▶ What the task requires
In the items below, from the line containing "Verification task. The door handle" through the end of the items, inclusive, replace every "Pinpoint" with "Locate" and leave everything else unchanged. Give only those lines.

--- START ---

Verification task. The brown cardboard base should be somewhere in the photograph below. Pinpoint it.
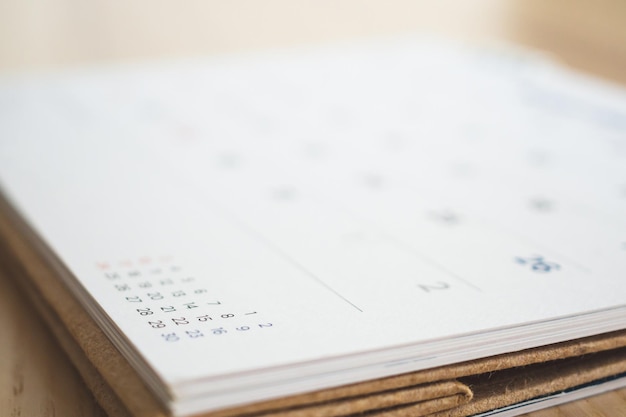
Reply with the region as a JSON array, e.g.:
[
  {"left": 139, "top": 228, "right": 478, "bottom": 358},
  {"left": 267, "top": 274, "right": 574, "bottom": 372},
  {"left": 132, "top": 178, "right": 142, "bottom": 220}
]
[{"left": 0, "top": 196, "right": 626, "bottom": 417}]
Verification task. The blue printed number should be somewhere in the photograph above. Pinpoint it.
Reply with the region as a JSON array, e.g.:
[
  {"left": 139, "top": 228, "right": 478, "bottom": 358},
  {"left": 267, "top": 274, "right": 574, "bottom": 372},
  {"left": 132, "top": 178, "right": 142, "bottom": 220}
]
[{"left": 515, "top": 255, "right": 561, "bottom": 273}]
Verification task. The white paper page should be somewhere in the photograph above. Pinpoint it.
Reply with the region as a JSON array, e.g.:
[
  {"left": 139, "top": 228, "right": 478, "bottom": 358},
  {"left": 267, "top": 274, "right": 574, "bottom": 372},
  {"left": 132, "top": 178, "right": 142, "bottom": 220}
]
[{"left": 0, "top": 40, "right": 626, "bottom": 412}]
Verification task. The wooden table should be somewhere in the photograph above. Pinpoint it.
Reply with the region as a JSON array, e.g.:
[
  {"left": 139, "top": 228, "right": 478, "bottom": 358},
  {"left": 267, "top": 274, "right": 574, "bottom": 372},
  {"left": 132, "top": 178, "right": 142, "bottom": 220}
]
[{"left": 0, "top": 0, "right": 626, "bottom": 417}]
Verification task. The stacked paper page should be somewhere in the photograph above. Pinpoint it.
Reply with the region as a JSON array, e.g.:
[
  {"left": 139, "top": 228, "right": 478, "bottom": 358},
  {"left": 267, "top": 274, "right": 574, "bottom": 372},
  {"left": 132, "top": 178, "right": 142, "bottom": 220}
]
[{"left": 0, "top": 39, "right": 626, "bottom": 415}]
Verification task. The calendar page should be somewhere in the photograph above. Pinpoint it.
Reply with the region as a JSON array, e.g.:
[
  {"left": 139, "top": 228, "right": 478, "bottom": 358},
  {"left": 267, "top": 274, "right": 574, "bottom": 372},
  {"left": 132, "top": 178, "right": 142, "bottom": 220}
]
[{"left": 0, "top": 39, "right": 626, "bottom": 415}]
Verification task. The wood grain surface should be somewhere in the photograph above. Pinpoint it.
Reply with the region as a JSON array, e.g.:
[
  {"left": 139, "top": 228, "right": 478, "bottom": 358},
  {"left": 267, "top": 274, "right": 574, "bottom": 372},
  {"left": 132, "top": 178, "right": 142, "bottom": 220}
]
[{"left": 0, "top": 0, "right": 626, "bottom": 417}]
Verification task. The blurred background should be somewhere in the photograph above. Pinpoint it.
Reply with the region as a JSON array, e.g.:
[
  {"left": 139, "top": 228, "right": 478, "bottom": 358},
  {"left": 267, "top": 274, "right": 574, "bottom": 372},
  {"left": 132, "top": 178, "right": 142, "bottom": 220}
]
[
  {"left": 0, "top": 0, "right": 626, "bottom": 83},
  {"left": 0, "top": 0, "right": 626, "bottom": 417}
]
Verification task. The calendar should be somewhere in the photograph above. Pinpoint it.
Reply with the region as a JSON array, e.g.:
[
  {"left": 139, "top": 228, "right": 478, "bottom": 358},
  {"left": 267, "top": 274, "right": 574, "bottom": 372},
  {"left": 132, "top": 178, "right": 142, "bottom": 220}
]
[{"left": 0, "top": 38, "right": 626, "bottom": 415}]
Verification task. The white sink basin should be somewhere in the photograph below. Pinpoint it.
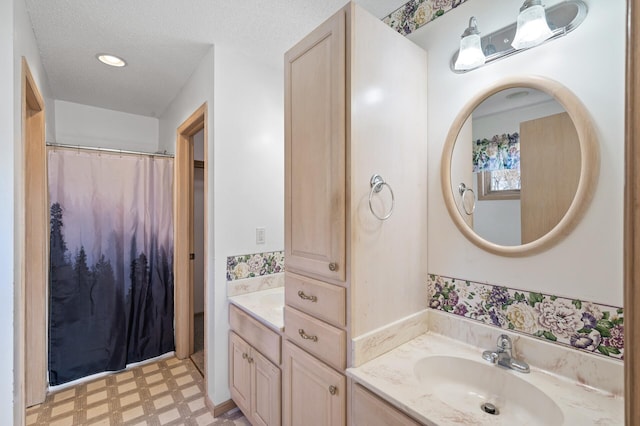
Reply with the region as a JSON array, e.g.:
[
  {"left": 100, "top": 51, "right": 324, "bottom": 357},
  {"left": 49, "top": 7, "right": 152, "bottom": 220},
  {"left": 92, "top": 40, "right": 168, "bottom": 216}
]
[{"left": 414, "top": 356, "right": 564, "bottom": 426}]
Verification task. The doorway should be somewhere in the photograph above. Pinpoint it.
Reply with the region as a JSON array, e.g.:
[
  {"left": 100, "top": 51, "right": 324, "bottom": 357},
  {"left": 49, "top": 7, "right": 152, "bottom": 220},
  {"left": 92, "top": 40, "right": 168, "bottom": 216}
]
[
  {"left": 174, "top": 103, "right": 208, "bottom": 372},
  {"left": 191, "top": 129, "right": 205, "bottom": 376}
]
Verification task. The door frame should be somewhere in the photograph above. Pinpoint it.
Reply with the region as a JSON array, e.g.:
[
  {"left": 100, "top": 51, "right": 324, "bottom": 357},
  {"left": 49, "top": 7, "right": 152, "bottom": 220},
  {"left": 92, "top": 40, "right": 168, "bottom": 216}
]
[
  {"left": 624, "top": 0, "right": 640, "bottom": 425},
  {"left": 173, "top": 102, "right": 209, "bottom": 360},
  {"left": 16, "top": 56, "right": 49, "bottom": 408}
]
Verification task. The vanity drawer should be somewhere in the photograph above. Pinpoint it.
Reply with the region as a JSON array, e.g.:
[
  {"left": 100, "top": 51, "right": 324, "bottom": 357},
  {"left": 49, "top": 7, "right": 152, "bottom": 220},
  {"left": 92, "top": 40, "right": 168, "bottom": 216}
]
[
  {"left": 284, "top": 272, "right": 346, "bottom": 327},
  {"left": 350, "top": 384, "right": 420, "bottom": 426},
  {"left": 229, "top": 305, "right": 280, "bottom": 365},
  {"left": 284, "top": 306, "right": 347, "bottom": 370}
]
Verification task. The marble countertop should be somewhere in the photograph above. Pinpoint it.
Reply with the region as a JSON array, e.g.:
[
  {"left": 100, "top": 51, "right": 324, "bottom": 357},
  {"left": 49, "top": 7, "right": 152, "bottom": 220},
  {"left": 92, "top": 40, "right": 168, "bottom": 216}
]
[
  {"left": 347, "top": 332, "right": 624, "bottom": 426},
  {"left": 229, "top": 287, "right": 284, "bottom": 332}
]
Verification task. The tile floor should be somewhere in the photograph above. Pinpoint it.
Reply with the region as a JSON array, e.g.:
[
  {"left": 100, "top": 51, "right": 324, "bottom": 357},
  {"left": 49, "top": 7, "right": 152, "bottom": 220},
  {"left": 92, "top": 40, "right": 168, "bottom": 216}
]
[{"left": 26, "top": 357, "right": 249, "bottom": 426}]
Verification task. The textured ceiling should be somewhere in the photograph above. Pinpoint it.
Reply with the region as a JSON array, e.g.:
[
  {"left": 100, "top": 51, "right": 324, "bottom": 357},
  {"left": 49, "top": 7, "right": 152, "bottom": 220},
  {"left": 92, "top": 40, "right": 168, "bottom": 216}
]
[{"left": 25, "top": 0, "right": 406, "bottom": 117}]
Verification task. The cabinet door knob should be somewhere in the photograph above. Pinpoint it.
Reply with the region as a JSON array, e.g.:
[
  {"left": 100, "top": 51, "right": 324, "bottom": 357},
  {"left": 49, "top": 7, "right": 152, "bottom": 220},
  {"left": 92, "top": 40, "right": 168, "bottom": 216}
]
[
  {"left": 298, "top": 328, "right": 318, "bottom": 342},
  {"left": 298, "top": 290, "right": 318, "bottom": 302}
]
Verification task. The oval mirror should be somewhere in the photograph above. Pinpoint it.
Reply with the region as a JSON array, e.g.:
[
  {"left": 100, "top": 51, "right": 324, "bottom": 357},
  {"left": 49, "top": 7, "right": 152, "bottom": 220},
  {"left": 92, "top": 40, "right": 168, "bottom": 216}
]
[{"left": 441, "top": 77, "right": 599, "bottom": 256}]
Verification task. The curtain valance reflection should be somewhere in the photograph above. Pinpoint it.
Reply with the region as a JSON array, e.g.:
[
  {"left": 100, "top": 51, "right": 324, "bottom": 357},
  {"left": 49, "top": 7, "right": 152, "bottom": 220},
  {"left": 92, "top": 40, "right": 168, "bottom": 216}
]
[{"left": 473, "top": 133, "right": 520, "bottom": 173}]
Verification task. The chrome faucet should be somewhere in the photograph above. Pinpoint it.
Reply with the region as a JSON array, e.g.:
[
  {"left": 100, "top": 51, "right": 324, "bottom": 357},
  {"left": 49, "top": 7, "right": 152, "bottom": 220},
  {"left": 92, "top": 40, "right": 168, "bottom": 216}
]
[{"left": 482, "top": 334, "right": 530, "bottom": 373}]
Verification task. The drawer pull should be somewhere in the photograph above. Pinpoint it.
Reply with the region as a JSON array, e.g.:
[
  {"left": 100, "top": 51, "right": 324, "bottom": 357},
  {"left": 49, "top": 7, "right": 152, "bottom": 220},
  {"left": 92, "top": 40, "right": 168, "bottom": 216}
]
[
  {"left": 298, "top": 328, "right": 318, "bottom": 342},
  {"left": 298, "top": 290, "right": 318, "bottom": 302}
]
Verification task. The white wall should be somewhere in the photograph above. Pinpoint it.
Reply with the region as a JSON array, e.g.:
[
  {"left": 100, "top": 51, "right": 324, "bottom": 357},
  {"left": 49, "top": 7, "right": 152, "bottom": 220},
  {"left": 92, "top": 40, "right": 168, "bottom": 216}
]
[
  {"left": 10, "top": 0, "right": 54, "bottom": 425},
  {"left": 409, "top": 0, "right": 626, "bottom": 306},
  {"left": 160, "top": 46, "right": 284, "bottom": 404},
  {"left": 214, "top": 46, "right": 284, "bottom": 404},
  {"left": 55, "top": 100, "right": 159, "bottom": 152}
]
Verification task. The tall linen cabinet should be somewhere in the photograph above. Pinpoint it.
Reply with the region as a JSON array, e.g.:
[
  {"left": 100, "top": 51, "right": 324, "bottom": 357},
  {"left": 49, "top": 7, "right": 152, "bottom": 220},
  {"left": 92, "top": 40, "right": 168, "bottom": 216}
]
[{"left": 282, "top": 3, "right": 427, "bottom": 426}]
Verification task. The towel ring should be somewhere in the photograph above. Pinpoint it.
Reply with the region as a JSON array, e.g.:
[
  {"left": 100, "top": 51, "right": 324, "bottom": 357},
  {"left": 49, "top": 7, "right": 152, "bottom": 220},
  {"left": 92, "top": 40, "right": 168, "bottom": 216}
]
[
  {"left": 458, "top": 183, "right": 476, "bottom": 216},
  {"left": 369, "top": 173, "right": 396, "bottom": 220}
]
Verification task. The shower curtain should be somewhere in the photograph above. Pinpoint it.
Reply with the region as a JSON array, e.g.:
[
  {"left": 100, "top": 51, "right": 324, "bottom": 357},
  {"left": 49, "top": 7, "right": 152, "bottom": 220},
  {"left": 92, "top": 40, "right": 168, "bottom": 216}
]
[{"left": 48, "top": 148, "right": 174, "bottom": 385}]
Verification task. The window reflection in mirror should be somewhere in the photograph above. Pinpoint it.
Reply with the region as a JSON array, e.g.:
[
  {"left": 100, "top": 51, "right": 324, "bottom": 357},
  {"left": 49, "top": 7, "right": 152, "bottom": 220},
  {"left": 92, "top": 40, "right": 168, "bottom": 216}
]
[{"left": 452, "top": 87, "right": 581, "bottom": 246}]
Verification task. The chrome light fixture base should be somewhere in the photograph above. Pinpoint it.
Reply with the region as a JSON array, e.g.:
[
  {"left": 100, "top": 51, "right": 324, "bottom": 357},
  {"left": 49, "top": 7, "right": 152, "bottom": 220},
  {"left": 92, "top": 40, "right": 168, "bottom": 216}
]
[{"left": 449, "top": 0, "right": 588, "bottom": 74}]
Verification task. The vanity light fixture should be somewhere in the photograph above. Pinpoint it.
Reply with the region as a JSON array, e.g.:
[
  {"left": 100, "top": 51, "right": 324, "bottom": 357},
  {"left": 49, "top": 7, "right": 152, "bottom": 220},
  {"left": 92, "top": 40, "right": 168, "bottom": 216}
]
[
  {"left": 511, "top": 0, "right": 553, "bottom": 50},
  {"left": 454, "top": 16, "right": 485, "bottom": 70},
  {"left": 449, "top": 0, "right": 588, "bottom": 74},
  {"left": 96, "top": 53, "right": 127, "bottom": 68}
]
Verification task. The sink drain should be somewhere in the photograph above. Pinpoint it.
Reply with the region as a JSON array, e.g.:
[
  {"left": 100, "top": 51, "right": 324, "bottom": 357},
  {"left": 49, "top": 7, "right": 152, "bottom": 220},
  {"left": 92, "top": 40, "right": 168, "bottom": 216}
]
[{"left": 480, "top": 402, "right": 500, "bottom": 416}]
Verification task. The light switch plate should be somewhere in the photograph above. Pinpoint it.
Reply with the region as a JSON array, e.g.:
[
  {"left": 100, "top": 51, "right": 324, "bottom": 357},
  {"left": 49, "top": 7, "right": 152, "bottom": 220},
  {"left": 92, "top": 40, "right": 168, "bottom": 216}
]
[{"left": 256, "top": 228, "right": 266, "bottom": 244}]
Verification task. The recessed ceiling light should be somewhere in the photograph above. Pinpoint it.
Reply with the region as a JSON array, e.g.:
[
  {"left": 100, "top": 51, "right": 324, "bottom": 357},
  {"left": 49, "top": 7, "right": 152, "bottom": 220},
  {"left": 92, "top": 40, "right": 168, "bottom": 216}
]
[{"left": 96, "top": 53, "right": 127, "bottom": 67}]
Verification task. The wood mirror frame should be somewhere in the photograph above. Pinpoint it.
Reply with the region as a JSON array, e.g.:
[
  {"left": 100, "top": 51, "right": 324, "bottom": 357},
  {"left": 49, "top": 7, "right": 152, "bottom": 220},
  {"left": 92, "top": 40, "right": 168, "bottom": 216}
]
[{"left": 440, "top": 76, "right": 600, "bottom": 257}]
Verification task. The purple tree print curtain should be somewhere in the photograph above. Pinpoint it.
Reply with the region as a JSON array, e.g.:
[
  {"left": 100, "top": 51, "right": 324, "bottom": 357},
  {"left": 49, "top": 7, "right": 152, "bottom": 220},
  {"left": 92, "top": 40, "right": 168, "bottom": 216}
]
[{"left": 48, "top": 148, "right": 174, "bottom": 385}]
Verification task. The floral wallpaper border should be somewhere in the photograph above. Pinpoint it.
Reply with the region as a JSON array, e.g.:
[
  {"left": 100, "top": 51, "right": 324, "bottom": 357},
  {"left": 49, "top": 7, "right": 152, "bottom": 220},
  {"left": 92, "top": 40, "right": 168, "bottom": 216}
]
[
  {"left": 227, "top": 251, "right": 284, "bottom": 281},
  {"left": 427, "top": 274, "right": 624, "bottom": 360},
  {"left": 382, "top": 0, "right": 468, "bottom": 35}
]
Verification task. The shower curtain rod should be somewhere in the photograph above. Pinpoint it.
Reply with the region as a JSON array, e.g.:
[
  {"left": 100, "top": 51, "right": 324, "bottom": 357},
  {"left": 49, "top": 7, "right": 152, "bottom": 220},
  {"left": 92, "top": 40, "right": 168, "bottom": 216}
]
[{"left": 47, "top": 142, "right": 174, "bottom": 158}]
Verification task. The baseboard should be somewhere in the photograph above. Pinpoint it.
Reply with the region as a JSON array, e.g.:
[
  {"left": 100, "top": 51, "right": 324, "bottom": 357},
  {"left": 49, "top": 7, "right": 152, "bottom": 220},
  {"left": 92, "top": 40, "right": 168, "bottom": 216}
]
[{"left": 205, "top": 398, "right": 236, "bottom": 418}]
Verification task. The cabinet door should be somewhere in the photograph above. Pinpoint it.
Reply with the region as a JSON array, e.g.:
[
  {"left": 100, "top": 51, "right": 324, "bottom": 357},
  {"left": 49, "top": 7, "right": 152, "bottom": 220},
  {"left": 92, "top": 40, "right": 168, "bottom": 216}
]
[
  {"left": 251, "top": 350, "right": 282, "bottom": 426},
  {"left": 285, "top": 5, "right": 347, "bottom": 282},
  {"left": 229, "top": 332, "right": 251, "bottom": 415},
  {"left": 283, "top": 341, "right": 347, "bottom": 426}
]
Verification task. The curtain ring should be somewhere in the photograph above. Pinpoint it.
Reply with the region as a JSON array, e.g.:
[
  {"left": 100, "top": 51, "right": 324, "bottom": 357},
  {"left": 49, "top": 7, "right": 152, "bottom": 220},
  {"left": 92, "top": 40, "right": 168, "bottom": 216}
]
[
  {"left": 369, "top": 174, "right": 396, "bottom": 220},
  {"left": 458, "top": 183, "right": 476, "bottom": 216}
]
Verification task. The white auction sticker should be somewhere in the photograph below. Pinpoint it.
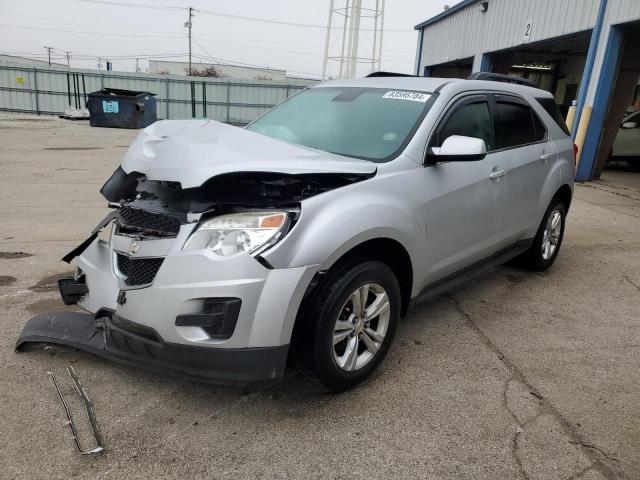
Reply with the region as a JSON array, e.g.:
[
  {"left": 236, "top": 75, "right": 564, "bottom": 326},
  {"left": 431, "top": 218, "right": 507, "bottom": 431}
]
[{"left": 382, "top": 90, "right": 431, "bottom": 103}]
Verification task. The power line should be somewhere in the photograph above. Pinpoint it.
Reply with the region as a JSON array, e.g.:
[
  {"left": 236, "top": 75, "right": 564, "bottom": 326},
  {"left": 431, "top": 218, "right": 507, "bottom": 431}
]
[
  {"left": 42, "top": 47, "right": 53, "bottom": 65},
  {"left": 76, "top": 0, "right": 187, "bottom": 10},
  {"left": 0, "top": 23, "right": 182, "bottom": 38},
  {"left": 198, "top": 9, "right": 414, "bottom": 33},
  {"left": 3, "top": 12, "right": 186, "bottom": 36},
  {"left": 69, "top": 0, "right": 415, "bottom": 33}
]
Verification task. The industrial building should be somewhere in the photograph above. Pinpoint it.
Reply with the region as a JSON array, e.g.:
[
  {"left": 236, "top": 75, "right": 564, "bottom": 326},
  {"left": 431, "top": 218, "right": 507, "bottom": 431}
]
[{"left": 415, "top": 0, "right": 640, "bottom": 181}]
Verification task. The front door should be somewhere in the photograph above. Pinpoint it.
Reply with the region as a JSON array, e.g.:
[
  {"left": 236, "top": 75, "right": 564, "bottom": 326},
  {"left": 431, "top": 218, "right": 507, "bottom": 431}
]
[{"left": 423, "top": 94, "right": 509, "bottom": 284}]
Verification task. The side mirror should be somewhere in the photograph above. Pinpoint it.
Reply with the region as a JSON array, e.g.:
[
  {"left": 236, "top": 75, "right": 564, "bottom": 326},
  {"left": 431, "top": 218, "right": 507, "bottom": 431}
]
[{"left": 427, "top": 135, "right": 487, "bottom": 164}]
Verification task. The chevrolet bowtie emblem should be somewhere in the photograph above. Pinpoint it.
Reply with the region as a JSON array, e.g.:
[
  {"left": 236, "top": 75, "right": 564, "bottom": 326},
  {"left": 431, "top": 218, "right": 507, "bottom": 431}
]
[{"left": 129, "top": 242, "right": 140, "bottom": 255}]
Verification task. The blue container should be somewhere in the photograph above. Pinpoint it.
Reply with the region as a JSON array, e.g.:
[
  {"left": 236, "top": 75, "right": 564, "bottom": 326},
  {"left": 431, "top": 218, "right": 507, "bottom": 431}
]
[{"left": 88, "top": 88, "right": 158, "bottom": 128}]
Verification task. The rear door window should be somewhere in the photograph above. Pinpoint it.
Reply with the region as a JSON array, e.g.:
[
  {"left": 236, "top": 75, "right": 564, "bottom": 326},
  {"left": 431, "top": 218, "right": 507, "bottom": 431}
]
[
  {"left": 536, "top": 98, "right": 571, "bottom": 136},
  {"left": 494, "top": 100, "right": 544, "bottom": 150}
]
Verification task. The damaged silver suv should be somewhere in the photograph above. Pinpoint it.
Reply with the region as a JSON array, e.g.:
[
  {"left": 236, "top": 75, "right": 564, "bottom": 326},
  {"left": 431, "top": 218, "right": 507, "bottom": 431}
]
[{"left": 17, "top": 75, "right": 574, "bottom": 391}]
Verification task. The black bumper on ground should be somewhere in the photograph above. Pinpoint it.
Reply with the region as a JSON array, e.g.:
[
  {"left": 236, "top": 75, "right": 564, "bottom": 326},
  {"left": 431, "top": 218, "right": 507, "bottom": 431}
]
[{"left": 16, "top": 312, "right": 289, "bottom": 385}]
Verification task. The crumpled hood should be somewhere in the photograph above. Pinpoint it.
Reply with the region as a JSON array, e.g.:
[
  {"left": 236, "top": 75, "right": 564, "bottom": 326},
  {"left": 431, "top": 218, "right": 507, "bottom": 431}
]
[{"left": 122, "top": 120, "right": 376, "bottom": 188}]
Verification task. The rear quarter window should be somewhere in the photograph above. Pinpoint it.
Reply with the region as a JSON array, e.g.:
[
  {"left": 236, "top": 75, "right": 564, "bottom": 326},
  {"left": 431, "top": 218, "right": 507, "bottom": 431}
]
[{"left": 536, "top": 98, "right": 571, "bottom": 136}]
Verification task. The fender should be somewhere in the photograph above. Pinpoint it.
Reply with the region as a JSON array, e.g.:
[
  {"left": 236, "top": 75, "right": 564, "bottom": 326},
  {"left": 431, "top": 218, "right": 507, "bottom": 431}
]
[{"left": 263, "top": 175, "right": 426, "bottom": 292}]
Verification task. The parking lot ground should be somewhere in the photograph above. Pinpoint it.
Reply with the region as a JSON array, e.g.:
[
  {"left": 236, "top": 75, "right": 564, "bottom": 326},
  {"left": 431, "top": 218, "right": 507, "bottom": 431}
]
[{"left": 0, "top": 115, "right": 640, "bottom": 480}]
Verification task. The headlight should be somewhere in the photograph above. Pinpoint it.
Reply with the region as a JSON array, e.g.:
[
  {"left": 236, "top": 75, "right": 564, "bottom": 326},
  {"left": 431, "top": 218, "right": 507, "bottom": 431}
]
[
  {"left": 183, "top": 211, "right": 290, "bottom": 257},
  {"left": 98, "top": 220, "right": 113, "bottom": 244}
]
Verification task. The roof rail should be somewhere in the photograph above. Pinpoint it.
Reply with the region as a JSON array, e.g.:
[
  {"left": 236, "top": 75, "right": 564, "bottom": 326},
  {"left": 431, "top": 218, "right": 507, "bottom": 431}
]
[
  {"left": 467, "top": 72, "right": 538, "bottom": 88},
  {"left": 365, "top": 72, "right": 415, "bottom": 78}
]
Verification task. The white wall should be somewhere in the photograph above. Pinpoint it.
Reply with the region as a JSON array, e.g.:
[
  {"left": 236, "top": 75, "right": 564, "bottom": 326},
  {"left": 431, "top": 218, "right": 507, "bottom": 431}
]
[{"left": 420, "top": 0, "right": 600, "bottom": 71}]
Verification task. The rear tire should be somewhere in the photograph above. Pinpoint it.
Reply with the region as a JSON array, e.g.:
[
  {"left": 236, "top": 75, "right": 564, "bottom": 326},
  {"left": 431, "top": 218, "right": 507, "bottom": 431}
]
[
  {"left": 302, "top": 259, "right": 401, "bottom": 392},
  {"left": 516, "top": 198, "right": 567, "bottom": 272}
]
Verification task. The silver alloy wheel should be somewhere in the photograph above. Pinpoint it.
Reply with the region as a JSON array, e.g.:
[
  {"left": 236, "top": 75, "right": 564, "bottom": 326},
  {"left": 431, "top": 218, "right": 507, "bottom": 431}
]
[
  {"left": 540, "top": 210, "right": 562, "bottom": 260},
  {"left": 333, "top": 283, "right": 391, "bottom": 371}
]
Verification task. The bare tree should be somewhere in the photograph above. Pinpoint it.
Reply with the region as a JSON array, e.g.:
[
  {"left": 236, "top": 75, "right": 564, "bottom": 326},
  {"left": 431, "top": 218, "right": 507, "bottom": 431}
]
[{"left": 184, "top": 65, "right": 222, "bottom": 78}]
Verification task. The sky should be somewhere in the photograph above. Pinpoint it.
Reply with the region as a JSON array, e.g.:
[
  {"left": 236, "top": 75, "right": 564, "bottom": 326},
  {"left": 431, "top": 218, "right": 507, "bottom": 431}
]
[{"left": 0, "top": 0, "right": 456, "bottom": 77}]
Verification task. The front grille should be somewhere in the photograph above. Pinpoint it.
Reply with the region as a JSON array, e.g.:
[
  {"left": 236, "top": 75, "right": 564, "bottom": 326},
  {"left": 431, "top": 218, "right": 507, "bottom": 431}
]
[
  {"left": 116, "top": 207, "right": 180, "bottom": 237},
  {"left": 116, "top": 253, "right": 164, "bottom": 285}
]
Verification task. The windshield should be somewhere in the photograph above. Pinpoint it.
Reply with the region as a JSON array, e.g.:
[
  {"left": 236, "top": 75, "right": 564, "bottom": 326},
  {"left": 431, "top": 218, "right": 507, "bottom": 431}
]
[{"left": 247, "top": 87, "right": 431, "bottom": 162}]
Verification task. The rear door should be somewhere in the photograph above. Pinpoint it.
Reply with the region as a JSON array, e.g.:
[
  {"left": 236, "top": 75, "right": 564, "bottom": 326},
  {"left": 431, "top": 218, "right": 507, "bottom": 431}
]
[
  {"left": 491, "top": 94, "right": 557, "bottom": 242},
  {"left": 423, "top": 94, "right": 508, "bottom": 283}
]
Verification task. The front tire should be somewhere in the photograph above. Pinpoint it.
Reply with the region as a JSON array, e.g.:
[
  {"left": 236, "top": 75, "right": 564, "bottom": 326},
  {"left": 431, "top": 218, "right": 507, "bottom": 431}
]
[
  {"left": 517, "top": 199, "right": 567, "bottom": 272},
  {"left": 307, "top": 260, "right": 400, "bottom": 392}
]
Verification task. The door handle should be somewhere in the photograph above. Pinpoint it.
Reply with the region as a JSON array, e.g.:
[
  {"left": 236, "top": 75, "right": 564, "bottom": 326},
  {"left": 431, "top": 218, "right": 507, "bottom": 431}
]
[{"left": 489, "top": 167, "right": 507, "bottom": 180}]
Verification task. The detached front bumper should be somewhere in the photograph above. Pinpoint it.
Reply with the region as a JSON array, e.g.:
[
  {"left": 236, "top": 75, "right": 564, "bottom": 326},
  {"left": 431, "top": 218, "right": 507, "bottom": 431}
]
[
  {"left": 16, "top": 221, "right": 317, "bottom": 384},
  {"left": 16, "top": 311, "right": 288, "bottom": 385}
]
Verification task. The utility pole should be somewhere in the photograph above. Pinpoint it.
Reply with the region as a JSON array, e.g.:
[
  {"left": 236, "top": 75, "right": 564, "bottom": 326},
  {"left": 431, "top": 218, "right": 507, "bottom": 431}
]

--- END ---

▶ Result below
Verification task. The door handle should be somewhere in the photograph above. Locate it.
Reply with the region as a JSON array, e.g.:
[
  {"left": 236, "top": 75, "right": 564, "bottom": 326},
  {"left": 431, "top": 218, "right": 507, "bottom": 431}
]
[{"left": 489, "top": 167, "right": 507, "bottom": 180}]
Verification task. The detached front bumper should be somewhere in the photograph above. Locate it.
Reply with the region as a JSON array, e.g.:
[
  {"left": 236, "top": 75, "right": 564, "bottom": 326},
  {"left": 431, "top": 218, "right": 507, "bottom": 431}
]
[
  {"left": 16, "top": 221, "right": 317, "bottom": 384},
  {"left": 16, "top": 311, "right": 288, "bottom": 385}
]
Verification task. The utility pole should be somewhere in the photograph above. Locate it.
Reply with the region as a JSON array, e.g.:
[
  {"left": 236, "top": 75, "right": 564, "bottom": 326},
  {"left": 431, "top": 218, "right": 507, "bottom": 431}
]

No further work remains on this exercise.